* Work required:
All entries must be set down once more, precisely as given.

[[ Records for this exercise, beginning ]]

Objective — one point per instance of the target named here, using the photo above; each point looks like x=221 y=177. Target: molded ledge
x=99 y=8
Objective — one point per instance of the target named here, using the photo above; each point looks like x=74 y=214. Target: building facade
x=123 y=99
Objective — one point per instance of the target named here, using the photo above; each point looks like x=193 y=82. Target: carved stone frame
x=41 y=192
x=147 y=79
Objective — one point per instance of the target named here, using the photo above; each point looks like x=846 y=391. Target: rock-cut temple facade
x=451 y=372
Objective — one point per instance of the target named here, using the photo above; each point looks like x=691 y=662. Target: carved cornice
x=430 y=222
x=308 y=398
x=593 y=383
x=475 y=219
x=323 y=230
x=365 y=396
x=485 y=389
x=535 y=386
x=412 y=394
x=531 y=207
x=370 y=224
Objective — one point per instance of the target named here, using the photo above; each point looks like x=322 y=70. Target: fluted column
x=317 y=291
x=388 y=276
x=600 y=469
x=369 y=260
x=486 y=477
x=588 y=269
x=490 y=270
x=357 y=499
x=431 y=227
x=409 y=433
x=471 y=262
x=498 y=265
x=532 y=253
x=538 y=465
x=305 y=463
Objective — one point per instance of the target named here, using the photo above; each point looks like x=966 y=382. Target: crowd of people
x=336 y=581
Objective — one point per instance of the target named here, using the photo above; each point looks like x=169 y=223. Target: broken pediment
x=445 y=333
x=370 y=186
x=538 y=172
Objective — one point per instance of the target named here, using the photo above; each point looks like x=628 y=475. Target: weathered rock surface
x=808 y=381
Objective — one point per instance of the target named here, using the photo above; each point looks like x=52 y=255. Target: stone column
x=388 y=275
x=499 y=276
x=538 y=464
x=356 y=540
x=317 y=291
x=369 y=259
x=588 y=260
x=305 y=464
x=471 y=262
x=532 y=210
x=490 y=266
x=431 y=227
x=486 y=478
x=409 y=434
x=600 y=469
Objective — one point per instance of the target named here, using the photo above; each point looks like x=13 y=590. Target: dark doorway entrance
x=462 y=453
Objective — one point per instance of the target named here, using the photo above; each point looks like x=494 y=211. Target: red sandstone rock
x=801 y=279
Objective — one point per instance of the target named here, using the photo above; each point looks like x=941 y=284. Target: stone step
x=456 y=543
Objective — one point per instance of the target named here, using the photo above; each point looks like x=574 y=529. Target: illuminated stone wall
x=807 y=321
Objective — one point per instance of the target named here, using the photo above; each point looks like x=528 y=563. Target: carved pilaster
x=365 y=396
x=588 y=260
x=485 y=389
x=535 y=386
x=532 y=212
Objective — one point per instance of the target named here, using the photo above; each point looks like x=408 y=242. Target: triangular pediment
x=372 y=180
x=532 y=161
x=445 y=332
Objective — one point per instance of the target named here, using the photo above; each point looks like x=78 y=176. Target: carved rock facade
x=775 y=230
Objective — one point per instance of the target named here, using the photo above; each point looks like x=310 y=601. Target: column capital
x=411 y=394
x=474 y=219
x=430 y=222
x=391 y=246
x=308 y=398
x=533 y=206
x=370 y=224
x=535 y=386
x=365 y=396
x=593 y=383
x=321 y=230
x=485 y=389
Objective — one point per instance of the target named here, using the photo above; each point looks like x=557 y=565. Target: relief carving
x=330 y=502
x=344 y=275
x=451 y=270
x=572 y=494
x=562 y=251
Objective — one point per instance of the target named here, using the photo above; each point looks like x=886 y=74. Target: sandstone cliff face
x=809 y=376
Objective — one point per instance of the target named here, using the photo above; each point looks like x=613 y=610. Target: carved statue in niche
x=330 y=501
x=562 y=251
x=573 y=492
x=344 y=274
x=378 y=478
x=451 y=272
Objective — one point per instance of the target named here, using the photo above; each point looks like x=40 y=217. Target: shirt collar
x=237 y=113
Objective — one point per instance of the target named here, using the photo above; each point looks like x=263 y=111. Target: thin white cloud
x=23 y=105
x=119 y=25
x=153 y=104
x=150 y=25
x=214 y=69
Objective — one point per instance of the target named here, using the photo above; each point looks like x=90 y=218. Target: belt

[[ Records for this exercise, end ]]

* Response area:
Objective — one point per instance of the target named here, using the photo above; each point looks like x=221 y=177. Target: molded ledge
x=99 y=8
Objective — one point per instance of the target named here, using the photo above; each point looks like x=74 y=214. Target: building facade
x=123 y=99
Objective — one point per instance of the target named here, using the photo above; each point looks like x=193 y=82. Target: carved stone frame
x=41 y=192
x=147 y=79
Objective — one point per instance of the target named here, using the photo above; each point looks like x=846 y=391. Target: rock-cut temple facade
x=451 y=372
Objective — one point per instance of the target named here, using the photo above; each point looks like x=691 y=662. Target: carved cornice
x=430 y=222
x=308 y=398
x=593 y=383
x=475 y=219
x=323 y=230
x=365 y=396
x=485 y=389
x=535 y=386
x=412 y=394
x=531 y=207
x=370 y=224
Objective — one point per instance of the target named here, using the photo above; each point looks like x=322 y=70. Target: fluted column
x=317 y=291
x=388 y=276
x=600 y=469
x=369 y=260
x=486 y=477
x=588 y=269
x=490 y=270
x=357 y=499
x=431 y=227
x=409 y=433
x=471 y=262
x=498 y=265
x=532 y=253
x=538 y=465
x=305 y=463
Objective — one point per instance of the target named here, using the photo above; each point looks like x=966 y=382. Target: crowd of people
x=336 y=581
Objective — one point per instance of the target named here, using the photo above; each point looks like x=169 y=223. Target: broken pediment
x=445 y=333
x=370 y=186
x=538 y=172
Objective — one point per instance of the target named here, using the photo above; each point looks like x=628 y=475. Target: weathered rock surface
x=808 y=381
Objective — one point per instance of the target named here, using the photo above; each point looks like x=52 y=255. Target: stone column
x=388 y=275
x=499 y=276
x=538 y=464
x=356 y=540
x=317 y=291
x=369 y=259
x=588 y=260
x=305 y=464
x=471 y=262
x=532 y=210
x=490 y=266
x=431 y=227
x=486 y=478
x=409 y=434
x=600 y=469
Objective — one point per instance of the target named here, using the photo above; each point looks like x=13 y=590. Target: dark doorway entrance
x=462 y=453
Objective — one point per instance of the target named here, using the photo above; each point looks like x=494 y=211. Target: red sandstone rock
x=801 y=279
Objective — one point per instance of the target named here, using the photo above; each point looks like x=941 y=284. Target: stone step
x=456 y=543
Objective — one point per instance of the target named here, using the photo above; each point looks like x=574 y=529. Target: illuminated stone wall
x=807 y=321
Objective — one point per instance of the target named here, using the photo above; each point looks like x=528 y=563. Target: carved pilaster
x=365 y=396
x=588 y=260
x=485 y=389
x=535 y=386
x=532 y=212
Objective — one point per instance of the target named here, using the photo above; each point looks like x=408 y=242. Target: triangular pediment
x=372 y=180
x=532 y=161
x=445 y=332
Objective — one point per instance of the target named here, using the photo above; each point looks like x=78 y=176. Target: carved rock facade
x=775 y=230
Objective — one point per instance of the target named here, using the photo above; each point looks like x=310 y=601. Target: column capital
x=411 y=394
x=474 y=219
x=430 y=222
x=391 y=246
x=308 y=398
x=533 y=206
x=370 y=224
x=535 y=386
x=365 y=396
x=593 y=383
x=321 y=230
x=485 y=389
Objective — one point per instance of the target named here, using the photo above; each point looks like x=557 y=565. Target: relief carving
x=330 y=502
x=344 y=275
x=451 y=270
x=572 y=494
x=562 y=251
Objective — one point per instance of the target named here, using the photo above; each point looks like x=886 y=74. Target: sandstone cliff face
x=809 y=376
Objective — one point per instance of the target named here, using the photo above; each point looks like x=613 y=610. Target: carved statue in niche
x=330 y=501
x=562 y=251
x=573 y=492
x=344 y=274
x=378 y=478
x=451 y=272
Objective — one point per instance of the target named here, using the photo above; each point looks like x=40 y=217. Target: shirt collar
x=237 y=113
Objective — one point per instance of the target named here, using the photo above; each point looks like x=263 y=111. Target: thin white cloud
x=23 y=105
x=119 y=25
x=153 y=104
x=150 y=25
x=214 y=69
Objective — one point per instance of the target named here, using the photo above; each point looks like x=90 y=218. Target: belt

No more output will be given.